*PARTS OF THE EXERCISE*:
A. In the Littoral Combat Ship article, how many vessels does the Navy have under contract?
B. Please extend the Littoral Combat Ship article with a few more paragraphs after its final one.

*PASSAGE TO READ*:
▽

Waste, Fraud, and Abuse

Isn’t it nice to know that your Headstart and Cancer Care money is going to projects like this-

Navy Ship Can’t Meet Mission, Internal U.S. Report Finds

By Tony Capaccio, Bloomberg News

May 6, 2013 9:49 PM ET

“The LCS (Littoral Combat Ship) program today is one of our very best programs,” Navy Secretary Ray Mabus told the House Armed Services Committee on April 16. “It’s coming in under budget. It’s coming in on schedule. And it’s coming in with capabilities that we have to have.”

The Navy has 20 vessels under contract out of a planned fleet of 52. Construction costs have doubled to $440 million per ship from an original goal of $220 million.



Key to the Littoral Combat Ship’s success is fulfilling its planned capability of switching within 96 hours the vessel’s weapons modules for missions, such as finding mines, conducting anti-submarine operations and waging surface warfare.

The confidential report found, though, that the 96-hour goal doesn’t represent the entire process of switching weapons modules. The clock only starts when the module and everything ready to support it are dockside, the report said.

One wargame demonstrated that “getting all of the right people and equipment on station to conduct the exchange could take several weeks,” according to the report, and that process “removed LCS from the tactical fight.”



The Perez report also highlights the vessel’s limited combat capability. The Navy has acknowledged that the vessels are being built to the service’s lowest level of survivability, a Pentagon-approved decision that sought to balance cost and performance.

The ship “is not expected to be survivable in that it is not expected to maintain mission capability after taking a significant hit in a hostile combat environment,” Michael Gilmore, the Pentagon’s chief weapons tester, said in a January report.

△

*Stored data entries*:

▽

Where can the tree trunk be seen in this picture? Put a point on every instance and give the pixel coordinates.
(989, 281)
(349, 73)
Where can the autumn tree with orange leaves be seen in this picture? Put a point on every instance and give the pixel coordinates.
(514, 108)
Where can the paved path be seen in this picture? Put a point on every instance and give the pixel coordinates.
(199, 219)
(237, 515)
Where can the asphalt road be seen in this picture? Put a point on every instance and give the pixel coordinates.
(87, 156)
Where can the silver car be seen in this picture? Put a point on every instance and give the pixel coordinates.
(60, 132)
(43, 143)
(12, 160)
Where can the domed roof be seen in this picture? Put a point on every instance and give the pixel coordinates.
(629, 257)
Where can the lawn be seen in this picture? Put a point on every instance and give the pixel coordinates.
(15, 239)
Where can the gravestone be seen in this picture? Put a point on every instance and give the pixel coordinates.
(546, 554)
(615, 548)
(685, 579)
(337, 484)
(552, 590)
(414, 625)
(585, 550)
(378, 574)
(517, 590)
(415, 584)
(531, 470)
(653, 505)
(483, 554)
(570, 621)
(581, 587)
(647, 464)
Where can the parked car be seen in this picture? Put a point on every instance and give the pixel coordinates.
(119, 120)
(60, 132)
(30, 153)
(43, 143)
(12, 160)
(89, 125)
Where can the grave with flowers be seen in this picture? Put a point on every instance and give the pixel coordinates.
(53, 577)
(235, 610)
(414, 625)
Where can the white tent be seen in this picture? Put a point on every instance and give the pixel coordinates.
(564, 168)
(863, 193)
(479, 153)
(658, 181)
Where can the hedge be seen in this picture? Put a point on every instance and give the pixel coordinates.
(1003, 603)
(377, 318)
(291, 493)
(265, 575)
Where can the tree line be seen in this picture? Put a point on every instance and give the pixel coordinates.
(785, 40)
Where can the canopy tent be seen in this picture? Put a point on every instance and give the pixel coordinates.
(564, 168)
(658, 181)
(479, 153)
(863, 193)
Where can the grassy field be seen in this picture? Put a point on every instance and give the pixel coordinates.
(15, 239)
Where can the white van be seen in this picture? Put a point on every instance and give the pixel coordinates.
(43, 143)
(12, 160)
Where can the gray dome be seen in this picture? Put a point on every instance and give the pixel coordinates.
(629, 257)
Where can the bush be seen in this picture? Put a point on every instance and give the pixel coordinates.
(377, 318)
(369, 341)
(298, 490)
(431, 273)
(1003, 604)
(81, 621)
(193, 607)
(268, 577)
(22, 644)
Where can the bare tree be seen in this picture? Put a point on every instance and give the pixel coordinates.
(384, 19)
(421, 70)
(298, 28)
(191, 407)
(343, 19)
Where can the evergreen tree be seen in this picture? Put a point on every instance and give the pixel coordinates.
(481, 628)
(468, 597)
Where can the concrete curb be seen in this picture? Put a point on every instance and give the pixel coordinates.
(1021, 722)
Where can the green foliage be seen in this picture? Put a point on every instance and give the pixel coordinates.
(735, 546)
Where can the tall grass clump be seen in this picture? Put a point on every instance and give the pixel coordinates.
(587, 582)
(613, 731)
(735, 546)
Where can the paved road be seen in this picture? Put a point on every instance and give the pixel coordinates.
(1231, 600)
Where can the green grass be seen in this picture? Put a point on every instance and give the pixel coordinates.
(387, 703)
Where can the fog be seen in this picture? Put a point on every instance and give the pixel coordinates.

△

*OUTPUTS IN ORDER*:
A. 20 vessels, out of a planned fleet of 52.

B.
Even in its surface warfare role, when all armaments are working as intended, the vessel “is only capable of neutralizing” small, fast-attack boats and it “remains vulnerable to ships” with anti-ship cruise missiles that can travel more than five miles (8 kilometers), according to the Perez report. Iran has 67 such vessels, according to a chart in the report.

Because they couldn’t make up their mind this new ship is being sourced from two different vendors, negating any cost saving from standardization.  Remind you of anything?  Why yes, the two engine controversy from the F-35, another boondoggle brought to you by our friendly arms merchants at Lockheed; so it’s no surprise to learn that they’re one of the 2 prime vendors with an all Aluminum trimaran which just dissolves in salt water.

But what I’d like to focus on is that 5 mile range.  You’d get better results stationing a couple of guys with Stingers on a tanker deck.  In Harpoon (favorite game ever) we had a word for ships like that-

Targets.

Dasvidania Rodina,” (traditional salute as Russian ships begin their attack runs).